_SOURCE PASSAGE_.
When an organization needs to make sure that a computer is as secure as possible, they will often “air-gap” it. An air-gapped computer isn’t connected to the Internet. It’s not even networked to other computers that are connected to the Internet.
While air-gapping significantly increases the degree of difficulty for cyberattacks, it doesn’t make a system impenetrable. Numerous clever ways have been devised to steal data from isolated systems like these, too. Researchers have done it by listening to the sound produced by a computer’s cooling fan, by watching it for temperature changes, and by broadcasting inaudible sound through a system’s integrated speakers.
Now researchers at Ben-Gurion University in Israel have been able to do it just by watching a computer’s hard drive LED blink. What makes their demonstration particularly jaw-dropping, however, is that they watched for those blinks from the parking lot outside the office building where the infected computer was located. The picture below will give you some idea how subtle their method is. That tiny white speck is the LED their drone is watching:
How much data can you transmit using what’s essentially Morse code? Somewhere in the neighborhood of 4,000 bits per second, which the research team says is 10 times faster than any previously demonstrated technique that uses a camera to siphon data from an air-gapped computer.
No special equipment is required, either. Just about every computer ever made has a hard drive LED, and any camera — whether it’s embedded in a smartphone, attached to a drone, or sitting on a tripod on the roof of a building across the street — can be used to capture data.
Like other air-gap attacks, one of the biggest hurdles that has to be overcome is getting malware onto the target computer. How do you install malware on a system that has no Internet connection? USB sticks and SD cards are the most common method, though both require a willing accomplice. That’s not necessarily hard to find… if the job pays well enough.

(Natural language descriptions of regions)

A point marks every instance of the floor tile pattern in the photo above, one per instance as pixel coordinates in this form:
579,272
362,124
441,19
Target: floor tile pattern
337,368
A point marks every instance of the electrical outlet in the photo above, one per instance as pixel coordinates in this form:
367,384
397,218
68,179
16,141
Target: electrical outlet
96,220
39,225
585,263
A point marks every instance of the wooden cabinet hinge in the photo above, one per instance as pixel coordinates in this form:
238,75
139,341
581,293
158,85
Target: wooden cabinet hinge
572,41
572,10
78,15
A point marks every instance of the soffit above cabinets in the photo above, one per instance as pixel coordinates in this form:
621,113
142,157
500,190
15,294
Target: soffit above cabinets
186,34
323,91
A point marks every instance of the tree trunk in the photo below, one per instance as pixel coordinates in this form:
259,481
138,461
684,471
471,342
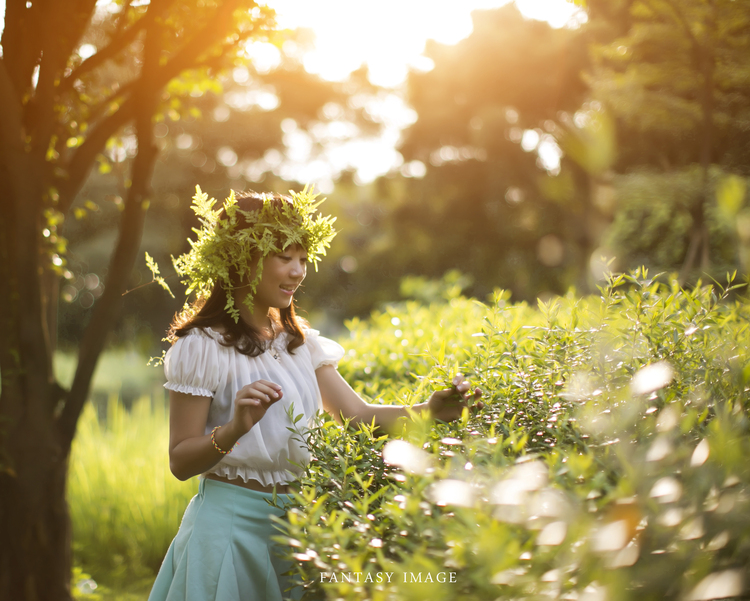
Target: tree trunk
35,557
699,246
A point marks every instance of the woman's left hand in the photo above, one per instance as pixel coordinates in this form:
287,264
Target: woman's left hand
447,405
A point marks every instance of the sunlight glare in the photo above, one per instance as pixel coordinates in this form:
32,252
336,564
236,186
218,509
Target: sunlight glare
390,37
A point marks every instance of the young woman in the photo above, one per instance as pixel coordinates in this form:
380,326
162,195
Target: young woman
242,364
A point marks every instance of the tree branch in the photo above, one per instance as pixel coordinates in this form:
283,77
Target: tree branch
128,243
82,161
111,50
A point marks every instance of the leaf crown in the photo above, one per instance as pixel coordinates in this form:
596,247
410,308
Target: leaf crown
233,236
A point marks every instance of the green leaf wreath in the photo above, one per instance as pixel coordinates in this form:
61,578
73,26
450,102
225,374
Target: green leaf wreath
227,245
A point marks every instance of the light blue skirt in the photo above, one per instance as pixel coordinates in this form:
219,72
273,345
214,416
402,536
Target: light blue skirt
223,550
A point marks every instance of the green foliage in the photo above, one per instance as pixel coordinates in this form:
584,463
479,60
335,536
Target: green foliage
653,220
125,504
609,459
232,243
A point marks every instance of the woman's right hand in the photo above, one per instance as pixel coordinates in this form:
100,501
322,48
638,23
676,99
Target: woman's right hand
252,402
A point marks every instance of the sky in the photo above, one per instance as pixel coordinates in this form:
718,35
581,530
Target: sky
389,37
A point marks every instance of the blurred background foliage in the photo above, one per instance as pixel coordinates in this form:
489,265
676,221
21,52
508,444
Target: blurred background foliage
536,154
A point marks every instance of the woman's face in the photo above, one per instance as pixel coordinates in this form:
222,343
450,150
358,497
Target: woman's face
282,274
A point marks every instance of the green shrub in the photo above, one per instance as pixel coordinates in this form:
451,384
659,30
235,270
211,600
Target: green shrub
609,461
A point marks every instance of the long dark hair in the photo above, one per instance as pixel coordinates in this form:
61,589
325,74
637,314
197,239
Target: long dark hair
210,312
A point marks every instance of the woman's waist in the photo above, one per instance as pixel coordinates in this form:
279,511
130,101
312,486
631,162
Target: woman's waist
251,484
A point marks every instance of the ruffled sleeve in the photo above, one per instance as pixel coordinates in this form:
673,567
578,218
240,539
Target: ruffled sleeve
192,365
323,351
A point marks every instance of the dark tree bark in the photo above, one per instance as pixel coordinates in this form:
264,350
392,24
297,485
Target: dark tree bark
37,417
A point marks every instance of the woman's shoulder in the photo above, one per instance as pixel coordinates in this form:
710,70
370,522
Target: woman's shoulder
207,332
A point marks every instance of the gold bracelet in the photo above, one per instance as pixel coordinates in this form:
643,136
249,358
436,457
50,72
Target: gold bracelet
217,447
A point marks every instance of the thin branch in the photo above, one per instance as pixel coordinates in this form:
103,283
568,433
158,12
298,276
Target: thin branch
125,253
117,44
83,159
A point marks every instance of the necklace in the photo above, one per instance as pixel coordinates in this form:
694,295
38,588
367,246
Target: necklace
271,344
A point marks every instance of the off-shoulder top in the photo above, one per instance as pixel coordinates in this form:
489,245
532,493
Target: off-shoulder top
199,364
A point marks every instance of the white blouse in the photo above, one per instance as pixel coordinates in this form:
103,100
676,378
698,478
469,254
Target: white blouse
199,364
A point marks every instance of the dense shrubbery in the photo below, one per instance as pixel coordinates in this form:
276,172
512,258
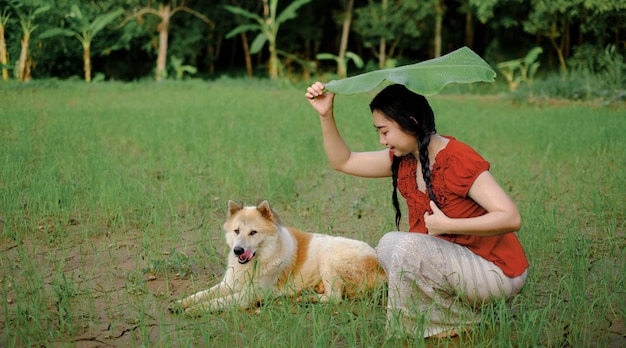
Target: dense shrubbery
592,77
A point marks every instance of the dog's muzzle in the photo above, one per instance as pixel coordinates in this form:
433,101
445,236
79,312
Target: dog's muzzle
243,255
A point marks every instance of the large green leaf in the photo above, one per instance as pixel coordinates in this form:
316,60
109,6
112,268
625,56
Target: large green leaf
427,77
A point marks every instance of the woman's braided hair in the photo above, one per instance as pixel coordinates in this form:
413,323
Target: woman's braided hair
413,115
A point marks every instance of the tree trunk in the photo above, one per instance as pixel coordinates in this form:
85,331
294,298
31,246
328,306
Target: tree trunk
382,47
246,52
3,54
469,30
165,12
559,50
273,62
438,23
87,60
23,57
343,45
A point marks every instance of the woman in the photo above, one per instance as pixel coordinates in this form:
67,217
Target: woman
460,251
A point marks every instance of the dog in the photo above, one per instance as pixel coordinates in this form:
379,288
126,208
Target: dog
266,258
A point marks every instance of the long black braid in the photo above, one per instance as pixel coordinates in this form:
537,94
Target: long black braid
414,115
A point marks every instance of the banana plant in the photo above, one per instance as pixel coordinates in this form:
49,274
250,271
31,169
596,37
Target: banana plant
521,70
267,26
427,77
342,64
27,21
84,29
4,61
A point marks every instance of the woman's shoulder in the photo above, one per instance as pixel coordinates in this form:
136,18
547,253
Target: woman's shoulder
459,154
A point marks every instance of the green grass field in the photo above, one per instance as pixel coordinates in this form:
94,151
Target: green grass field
112,198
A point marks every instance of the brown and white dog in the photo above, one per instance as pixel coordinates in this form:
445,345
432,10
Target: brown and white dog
266,258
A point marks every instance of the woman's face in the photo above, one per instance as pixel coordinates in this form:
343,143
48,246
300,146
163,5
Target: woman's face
393,137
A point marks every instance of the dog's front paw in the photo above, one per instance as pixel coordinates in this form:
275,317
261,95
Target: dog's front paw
195,311
176,307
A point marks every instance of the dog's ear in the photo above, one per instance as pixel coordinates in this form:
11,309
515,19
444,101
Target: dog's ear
266,211
233,207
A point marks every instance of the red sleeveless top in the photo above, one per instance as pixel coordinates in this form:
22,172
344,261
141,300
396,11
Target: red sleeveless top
454,171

_TASK ITEM 1_.
Reproduce the portion of the air-gap article that begins at the words "When an organization" and stops after "are connected to the Internet.".
_TASK ITEM 2_.
Does the air-gap article agree with each statement below? Answer yes or no for each and quote the deciding words. (a) The researchers watched the LED from the parking lot outside the building where the infected computer was located. (b) The technique needs specialized camera equipment. (c) The method is twice as fast as earlier camera-based techniques.

_EXPECTED OUTPUT 1_.
When an organization needs to make sure that a computer is as secure as possible, they will often “air-gap” it. An air-gapped computer isn’t connected to the Internet. It’s not even networked to other computers that are connected to the Internet.

_EXPECTED OUTPUT 2_.
(a) Yes: "they watched for those blinks from the parking lot outside the office building where the infected computer was located"
(b) No: "No special equipment is required, either."
(c) No: "10 times faster than any previously demonstrated technique that uses a camera"